■ O QUE FAZER
• A. Segundo o trecho sobre Carnap, Voegelin e o cientificismo, o que Voegelin considera o primeiro exemplo do sucesso de uma teoria diletante?
• B. Dê continuidade ao trecho sobre Carnap, Voegelin e o cientificismo a partir da última frase.

■ TRECHO FORNECIDO
————————

A atitude descrita acima é bem representada pela arrogância e pela condescendência com a qual os membros do Círculo de Viena encaravam quaisquer declarações que escapassem dos estreitíssimos limites de sua concepção de sentido das sentenças. Rudolf Carnap, em seu Pseudoproblemas na Filosofia, como o título indica, pretendia indicar quais eram as perguntas que poderiam ou não ser feitas legitimamente. Toda proposição que estivesse além ou aquém da sua exigência de conteúdo fatual era considerada uma pseudoproposição.

Segundo Carnap, todas as ciências do real reconheciam a exigência de conteúdo fatual para as suas proposições, e que apenas no domínio da filosofia e da teologia eram aceitas proposições sem tal conteúdo. No suposto trabalho de saneamento da filosofia levado a cabo por Carnap, uma experiência espiritual perfeitamente compreensível como a apresentada por Martin Heidegger em "O que é Metafísica" com a expressão "o nada nadifica" (Das Nichts nichtet) se tornava o exemplo de uma tese cuja mera incompreensão (sincera ou não) seria suficiente para descartá-la como nonsense. 

Voegelin mostra que o prestígio da física de Newton explica em grande parte a vitória social do cientificismo como limitação dos horizontes mental e espiritual do homem. Tudo na realidade sendo reduzido à ciência do fenômeno, mesmo a experiência existencial humana, qualquer outro saber deve ser eliminado ou considerado sem sentido. A consequência é que a limitação mental dos propugnadores dessa tese (graças aos sucessos técnicos, práticos e utilitários da ciência moderna), torna-se uma norma social e favorece a ascensão daqueles que são espiritualmente eunucos.

O diletantismo filosófico desses eunucos nos campos da psicologia materialista, da antropologia filosófica e das ideias políticas é socialmente efetiva, enquanto o argumento do filósofo não o é. Voegelin considera que a vitória do espaço absoluto de Newton foi o primeiro exemplo do sucesso de uma teoria diletante. O cisma se completa meio século após Schelling. Os eunucos formam dali em diante as ideias para as massas. Nos sistemas totalitários o cisma toma a forma da eliminação física dos adversários dos continuadores da tradição.

————————

■ MATERIAL FORNECIDO
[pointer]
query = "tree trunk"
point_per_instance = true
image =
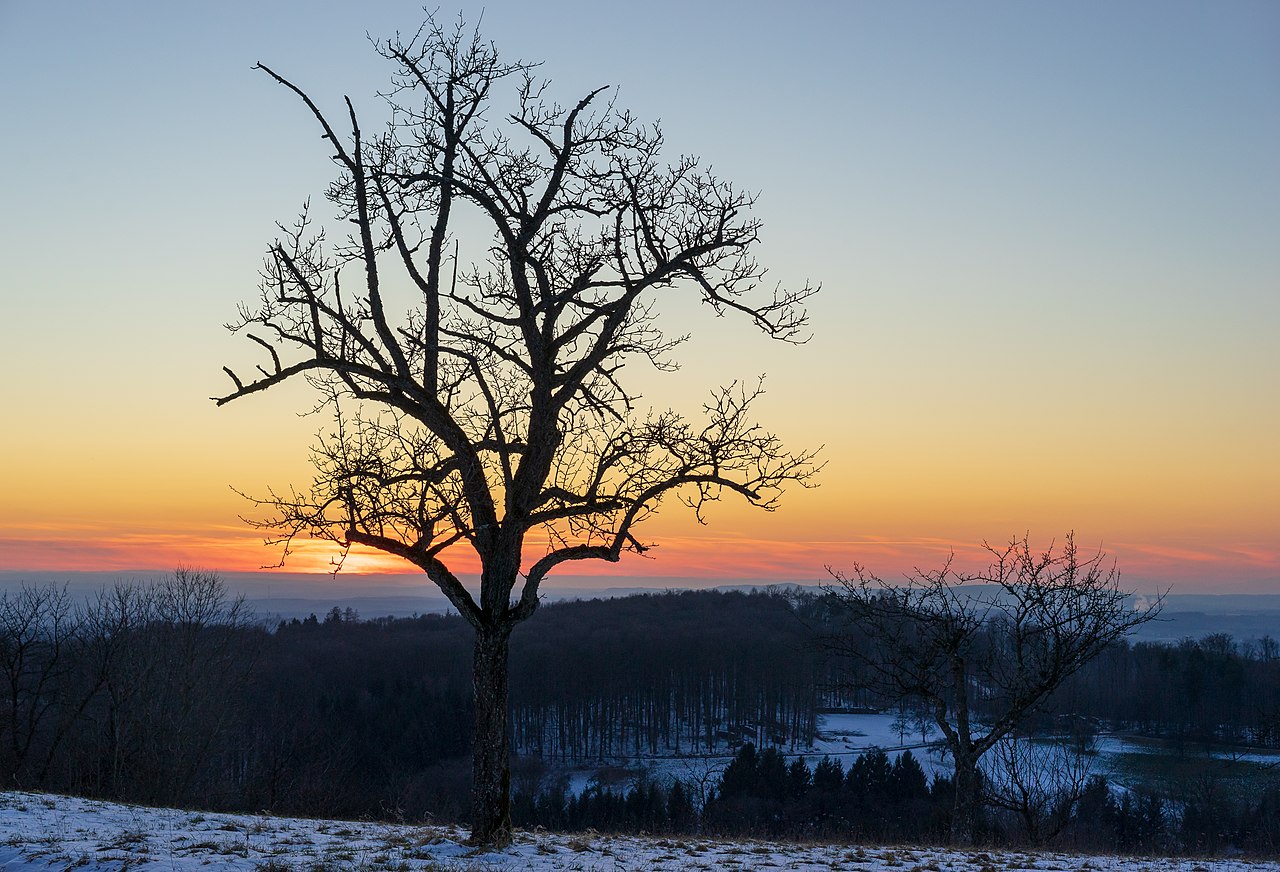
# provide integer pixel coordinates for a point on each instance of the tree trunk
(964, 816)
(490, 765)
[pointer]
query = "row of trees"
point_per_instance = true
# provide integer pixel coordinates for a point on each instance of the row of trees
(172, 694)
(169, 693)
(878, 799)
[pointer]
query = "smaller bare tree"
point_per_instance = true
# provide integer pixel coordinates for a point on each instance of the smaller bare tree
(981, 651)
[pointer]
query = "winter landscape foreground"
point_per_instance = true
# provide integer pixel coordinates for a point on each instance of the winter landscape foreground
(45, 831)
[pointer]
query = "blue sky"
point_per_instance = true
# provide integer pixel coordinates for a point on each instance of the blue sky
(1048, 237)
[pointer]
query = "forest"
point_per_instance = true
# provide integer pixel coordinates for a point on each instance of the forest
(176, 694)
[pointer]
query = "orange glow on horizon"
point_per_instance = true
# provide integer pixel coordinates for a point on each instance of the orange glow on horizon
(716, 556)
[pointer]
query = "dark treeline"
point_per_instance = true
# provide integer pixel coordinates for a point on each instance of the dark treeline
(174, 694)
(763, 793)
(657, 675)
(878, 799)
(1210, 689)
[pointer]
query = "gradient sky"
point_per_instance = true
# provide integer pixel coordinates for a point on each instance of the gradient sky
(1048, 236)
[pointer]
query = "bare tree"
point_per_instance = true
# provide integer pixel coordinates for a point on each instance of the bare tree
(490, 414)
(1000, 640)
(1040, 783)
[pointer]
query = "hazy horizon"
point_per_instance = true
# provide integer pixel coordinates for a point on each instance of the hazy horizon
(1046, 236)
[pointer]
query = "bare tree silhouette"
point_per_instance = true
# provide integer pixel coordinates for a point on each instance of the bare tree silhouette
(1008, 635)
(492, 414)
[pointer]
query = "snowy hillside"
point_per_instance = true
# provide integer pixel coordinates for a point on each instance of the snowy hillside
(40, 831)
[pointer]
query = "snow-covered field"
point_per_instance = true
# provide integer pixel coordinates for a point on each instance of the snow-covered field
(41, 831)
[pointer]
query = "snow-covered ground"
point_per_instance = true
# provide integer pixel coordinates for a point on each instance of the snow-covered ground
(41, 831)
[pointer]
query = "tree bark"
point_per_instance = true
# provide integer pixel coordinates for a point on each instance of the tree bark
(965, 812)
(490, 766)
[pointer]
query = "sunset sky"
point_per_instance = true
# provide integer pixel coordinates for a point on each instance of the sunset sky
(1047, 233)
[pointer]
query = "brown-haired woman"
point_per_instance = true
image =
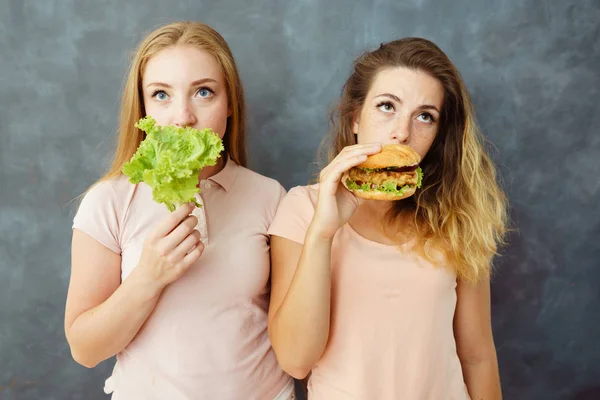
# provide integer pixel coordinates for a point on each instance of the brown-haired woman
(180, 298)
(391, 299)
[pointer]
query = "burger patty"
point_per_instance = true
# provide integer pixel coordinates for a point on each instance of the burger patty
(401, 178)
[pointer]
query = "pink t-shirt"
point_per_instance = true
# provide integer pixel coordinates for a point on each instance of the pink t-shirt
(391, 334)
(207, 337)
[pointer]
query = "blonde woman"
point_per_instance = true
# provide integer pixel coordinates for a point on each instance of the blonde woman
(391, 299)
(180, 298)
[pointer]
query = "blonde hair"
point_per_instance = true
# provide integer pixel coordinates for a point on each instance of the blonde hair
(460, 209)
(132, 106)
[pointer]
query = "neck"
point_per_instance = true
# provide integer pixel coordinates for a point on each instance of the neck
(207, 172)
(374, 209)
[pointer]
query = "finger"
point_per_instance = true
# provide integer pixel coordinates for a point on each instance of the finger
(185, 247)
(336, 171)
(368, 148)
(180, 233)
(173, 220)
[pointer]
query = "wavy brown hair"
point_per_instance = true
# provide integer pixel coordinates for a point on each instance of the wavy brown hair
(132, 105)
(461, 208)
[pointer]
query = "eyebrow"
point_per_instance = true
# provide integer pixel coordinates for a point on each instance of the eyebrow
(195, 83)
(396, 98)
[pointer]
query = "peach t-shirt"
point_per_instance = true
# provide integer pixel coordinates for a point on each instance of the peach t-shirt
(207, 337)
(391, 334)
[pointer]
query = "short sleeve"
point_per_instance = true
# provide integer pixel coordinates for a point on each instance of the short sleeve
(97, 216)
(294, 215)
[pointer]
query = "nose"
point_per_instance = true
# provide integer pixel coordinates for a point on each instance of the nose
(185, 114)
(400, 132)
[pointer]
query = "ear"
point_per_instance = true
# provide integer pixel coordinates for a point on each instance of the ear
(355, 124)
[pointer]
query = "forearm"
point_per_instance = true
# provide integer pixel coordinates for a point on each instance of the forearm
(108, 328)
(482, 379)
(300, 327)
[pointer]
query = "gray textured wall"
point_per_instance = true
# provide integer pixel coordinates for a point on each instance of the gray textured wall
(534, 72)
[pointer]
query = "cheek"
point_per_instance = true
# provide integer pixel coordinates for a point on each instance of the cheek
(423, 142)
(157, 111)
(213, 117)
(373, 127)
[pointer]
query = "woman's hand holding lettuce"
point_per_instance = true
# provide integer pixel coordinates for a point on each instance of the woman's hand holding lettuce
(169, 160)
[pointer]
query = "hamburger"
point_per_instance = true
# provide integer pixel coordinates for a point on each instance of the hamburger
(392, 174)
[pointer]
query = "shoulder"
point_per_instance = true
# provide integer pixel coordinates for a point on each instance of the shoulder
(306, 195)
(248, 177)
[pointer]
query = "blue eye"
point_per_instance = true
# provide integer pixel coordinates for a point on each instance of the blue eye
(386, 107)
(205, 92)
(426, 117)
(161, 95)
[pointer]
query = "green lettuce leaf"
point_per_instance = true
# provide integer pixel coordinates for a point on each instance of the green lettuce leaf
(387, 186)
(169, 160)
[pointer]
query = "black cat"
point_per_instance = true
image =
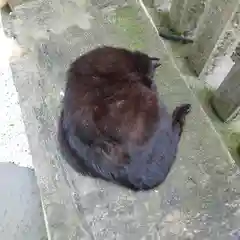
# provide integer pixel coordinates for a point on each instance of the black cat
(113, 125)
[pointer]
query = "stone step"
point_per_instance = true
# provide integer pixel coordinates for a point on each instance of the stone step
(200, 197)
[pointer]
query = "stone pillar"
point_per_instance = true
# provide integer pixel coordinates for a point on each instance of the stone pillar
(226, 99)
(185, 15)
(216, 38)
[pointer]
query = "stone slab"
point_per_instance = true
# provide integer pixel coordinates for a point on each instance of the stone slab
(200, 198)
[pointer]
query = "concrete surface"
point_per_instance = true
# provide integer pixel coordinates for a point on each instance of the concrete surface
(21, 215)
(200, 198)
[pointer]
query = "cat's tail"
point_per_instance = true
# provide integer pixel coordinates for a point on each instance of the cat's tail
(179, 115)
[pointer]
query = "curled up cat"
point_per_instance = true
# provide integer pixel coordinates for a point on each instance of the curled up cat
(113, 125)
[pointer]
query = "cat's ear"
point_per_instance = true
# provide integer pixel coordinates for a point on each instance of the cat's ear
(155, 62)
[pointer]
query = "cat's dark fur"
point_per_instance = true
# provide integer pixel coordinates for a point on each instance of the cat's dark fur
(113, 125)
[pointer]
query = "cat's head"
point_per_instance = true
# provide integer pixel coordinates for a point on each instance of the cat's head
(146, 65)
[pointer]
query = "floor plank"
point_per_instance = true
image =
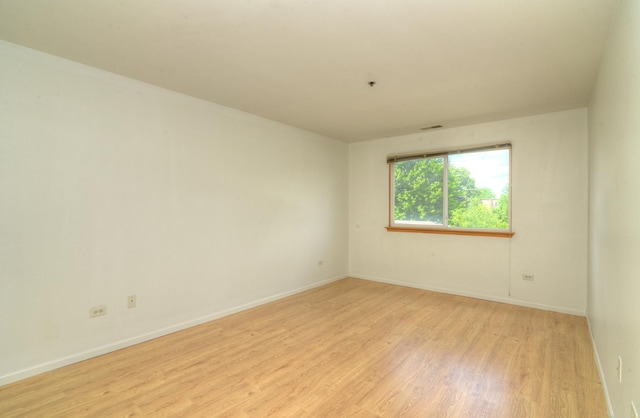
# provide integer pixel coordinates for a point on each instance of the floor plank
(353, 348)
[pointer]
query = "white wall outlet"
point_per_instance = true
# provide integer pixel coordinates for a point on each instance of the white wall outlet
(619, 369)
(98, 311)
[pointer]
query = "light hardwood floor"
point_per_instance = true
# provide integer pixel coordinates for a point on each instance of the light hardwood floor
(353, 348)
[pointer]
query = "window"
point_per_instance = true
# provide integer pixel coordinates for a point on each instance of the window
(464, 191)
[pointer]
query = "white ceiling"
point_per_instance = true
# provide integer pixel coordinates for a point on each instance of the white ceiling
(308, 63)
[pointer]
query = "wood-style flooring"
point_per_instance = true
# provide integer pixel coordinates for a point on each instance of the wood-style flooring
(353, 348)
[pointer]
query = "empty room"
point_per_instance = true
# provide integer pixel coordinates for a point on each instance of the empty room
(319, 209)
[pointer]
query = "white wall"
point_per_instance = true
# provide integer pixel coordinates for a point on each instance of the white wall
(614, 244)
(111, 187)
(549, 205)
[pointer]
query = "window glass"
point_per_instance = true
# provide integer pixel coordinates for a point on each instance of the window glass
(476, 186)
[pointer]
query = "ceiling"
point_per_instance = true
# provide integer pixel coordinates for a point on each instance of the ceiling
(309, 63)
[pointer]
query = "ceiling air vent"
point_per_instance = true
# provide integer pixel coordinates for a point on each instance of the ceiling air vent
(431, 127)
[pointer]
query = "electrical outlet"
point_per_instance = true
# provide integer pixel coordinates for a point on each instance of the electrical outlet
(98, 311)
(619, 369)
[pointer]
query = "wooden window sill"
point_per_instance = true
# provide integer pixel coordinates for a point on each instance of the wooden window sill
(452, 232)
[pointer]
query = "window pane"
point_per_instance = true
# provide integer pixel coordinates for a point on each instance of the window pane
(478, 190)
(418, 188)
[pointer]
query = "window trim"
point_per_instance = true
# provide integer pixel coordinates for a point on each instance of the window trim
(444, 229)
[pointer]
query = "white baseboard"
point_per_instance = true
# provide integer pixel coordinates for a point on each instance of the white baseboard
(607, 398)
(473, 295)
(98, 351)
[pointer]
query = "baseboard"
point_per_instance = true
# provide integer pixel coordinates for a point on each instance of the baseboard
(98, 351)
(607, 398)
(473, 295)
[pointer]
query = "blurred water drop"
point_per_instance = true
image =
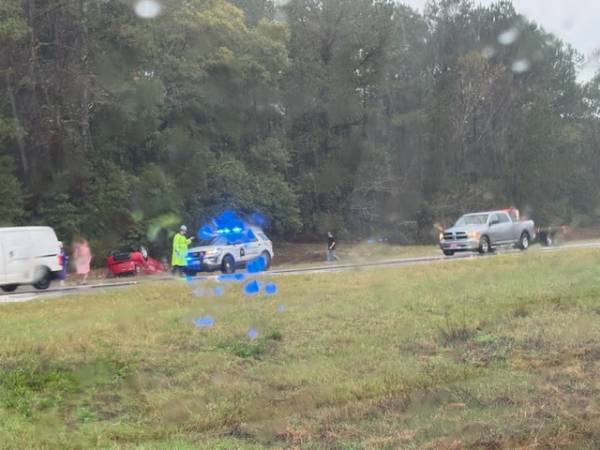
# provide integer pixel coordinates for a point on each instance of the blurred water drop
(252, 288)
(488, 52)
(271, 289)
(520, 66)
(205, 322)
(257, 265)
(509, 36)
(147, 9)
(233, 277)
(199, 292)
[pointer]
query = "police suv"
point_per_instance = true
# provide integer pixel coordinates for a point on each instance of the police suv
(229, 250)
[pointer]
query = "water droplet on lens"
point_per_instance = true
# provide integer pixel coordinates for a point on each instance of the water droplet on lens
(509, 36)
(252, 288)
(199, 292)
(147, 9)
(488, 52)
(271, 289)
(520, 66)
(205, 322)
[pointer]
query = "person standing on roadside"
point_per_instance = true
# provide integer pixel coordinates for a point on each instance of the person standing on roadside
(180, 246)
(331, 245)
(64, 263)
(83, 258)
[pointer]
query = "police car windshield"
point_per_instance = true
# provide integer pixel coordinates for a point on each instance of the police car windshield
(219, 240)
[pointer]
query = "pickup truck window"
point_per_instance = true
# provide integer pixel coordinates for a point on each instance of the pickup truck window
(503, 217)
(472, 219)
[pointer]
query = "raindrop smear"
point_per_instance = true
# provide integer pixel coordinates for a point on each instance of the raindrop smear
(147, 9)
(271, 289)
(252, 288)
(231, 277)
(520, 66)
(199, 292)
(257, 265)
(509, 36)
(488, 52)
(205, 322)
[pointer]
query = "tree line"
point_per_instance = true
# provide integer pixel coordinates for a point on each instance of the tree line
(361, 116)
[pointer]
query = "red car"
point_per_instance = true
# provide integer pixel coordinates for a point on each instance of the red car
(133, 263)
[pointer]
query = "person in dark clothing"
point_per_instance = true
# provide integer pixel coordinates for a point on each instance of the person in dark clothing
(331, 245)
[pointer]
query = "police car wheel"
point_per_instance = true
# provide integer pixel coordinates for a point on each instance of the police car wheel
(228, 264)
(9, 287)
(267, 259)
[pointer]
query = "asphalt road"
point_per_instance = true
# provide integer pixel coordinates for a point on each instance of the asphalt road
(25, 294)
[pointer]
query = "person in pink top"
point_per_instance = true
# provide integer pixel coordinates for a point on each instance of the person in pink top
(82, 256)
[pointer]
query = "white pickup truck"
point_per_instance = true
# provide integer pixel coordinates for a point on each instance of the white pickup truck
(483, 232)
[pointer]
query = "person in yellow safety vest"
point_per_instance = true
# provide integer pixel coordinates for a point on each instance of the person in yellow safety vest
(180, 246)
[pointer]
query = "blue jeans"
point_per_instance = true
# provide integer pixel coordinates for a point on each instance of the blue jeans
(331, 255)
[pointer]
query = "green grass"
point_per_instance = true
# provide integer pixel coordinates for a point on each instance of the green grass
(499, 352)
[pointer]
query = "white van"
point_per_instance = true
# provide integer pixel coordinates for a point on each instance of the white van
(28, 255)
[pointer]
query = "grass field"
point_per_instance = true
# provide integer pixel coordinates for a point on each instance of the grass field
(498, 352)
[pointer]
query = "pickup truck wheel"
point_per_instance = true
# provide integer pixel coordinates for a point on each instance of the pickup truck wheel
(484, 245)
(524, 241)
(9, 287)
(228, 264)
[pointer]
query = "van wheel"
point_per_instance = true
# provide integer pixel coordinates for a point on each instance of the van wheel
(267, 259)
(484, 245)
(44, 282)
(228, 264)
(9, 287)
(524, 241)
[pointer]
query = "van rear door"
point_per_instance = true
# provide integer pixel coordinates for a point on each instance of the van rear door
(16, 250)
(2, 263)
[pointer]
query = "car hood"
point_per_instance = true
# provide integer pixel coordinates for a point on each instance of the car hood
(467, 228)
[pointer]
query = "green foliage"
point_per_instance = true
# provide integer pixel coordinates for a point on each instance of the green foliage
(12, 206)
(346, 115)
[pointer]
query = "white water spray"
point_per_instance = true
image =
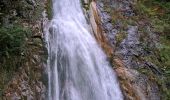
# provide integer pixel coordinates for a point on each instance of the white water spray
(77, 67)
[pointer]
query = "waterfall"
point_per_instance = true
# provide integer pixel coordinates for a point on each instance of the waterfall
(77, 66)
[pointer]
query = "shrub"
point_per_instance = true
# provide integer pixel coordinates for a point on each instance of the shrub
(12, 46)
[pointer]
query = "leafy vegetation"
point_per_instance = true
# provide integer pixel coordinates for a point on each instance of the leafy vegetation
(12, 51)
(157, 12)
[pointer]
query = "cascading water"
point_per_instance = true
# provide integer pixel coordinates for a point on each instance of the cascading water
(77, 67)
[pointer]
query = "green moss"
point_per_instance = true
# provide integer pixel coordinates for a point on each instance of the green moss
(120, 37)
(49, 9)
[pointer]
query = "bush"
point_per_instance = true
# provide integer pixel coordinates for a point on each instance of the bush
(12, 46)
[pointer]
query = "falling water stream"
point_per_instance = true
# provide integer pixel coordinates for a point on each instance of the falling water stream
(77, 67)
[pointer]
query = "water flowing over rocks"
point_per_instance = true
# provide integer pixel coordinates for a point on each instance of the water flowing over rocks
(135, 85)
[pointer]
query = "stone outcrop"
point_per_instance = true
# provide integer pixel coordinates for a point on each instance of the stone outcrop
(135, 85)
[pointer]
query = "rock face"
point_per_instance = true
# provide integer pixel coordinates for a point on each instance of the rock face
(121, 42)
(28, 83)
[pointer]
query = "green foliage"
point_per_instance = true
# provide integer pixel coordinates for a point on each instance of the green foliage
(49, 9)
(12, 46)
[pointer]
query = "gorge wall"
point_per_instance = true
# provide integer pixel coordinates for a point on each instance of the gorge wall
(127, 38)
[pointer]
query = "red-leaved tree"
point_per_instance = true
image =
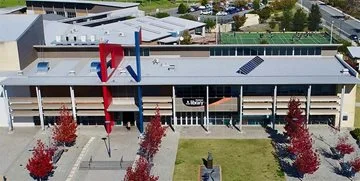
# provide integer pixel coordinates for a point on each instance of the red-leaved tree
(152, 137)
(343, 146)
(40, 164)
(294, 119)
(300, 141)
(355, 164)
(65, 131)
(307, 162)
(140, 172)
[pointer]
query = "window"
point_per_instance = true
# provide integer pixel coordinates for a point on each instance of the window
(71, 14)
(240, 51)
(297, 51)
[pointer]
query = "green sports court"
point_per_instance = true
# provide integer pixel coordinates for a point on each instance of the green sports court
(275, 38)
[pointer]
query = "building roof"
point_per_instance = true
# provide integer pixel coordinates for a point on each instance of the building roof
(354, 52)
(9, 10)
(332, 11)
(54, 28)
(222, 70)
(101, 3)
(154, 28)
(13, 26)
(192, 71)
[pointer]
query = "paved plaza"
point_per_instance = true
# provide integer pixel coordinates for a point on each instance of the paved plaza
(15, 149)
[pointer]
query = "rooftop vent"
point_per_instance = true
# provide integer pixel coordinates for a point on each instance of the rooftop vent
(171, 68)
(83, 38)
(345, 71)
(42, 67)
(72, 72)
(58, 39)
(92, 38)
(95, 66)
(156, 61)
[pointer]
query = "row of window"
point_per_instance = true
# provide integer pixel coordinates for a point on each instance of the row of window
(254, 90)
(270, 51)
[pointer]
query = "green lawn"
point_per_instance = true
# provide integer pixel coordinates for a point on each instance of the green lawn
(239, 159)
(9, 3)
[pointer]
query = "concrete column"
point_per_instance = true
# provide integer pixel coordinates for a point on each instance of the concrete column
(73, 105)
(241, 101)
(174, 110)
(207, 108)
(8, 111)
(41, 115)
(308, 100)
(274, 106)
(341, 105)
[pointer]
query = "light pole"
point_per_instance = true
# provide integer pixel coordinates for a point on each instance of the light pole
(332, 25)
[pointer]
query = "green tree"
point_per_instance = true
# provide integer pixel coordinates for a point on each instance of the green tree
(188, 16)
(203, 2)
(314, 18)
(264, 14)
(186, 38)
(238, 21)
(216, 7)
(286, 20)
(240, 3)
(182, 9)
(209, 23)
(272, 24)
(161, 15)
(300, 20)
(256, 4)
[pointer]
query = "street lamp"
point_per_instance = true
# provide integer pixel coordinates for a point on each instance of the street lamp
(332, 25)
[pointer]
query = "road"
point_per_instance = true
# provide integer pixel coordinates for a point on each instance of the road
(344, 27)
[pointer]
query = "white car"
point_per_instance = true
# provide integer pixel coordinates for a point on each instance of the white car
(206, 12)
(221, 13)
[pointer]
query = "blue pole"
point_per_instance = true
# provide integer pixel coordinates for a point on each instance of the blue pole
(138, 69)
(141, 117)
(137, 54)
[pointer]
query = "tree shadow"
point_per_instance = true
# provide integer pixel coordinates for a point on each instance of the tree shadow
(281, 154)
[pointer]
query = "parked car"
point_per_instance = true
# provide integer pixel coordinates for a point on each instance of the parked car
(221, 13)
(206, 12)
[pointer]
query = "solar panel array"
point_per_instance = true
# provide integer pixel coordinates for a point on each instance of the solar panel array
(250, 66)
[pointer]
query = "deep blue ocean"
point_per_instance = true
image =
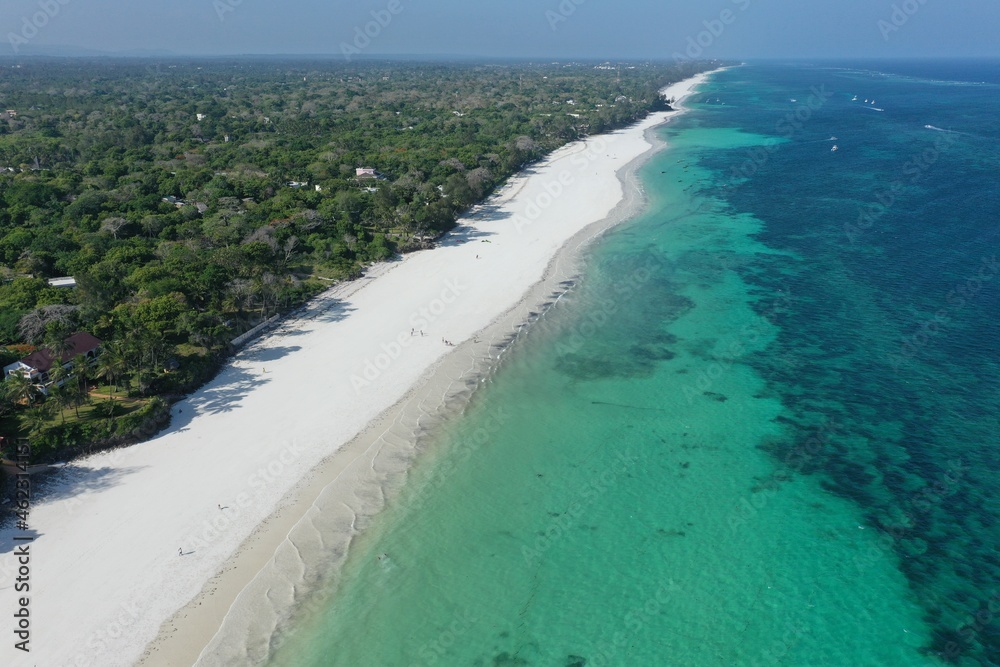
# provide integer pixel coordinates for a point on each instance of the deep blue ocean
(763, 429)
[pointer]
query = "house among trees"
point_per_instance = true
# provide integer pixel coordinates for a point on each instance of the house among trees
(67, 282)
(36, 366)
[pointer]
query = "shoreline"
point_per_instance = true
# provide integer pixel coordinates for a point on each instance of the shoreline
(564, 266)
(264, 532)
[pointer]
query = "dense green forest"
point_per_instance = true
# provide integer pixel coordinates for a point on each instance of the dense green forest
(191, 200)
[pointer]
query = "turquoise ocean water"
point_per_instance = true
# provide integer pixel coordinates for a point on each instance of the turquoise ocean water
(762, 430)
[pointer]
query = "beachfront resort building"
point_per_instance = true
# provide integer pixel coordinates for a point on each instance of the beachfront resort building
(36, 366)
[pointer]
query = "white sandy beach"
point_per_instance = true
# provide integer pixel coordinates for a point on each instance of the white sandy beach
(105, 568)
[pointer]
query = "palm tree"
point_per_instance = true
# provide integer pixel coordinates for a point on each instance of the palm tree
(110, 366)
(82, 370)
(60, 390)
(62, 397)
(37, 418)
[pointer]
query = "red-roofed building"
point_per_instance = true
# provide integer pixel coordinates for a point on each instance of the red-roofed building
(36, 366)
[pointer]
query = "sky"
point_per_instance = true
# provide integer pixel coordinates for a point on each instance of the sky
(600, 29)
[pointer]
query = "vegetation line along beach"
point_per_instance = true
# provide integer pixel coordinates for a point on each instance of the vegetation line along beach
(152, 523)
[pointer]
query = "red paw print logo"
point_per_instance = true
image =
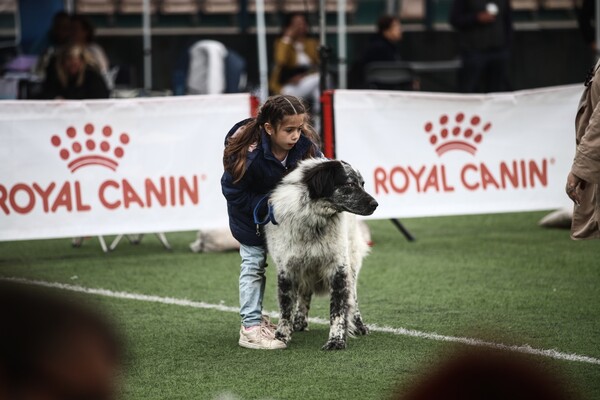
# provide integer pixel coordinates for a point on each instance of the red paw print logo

————————

■ RESPOSTAS ESPERADAS
• A. A vitória do espaço absoluto de Newton.

• B.
Friedrich Hayek mostrara muito bem em seu The Counter-Revolution in Science os planos de Condorcet, Saint-Simon e Comte de uma "organização científica da sociedade". Para tanto, nenhum obstáculo deveria se impor ao projeto propugnado de modo tão racional e benéfico a todos. Explicando as teses de Saint-Simon, Hayek cita o francês que via que "a ideia vaga e metafísica de liberdade (...) impede a ação das massas sobre o indivíduo (...) e é contrária ao desenvolvimento da civilização e à organização de um sistema bem ordenado."

Hayek mostra que "Saint-Simon enxerga mais claramente do que a maioria dos socialistas posteriores que a organização da sociedade para um propósito comum, o que é fundamental a todos os sistemas socialistas, é incompatível com a liberdade individual e requer a existência de um poder espiritual que escolhe a direção na qual as forças naturais deverão ser aplicadas." Comte não fica atrás em seu desprezo pela liberdade de consciência. Para ele, assim como na astronomia, na física, na química e na fisiologia não há liberdade de consciência, esta será eliminada quando a política for elevada ao nível de ciência natural.

O cientificismo, permitindo a ascensão dos eunucos espirituais e de sua mentalidade restrita, abriu o caminho para os projetos de organização científica da sociedade, cujos frutos malditos foram a violência e o extermínio nos campos de concentração e nos gulags. Os problemas humanos são sempre espirituais e simbólicos, e a restrição dos horizontes mentais a uma direção existencial intramundana resulta em uma castração substancial do ser humano.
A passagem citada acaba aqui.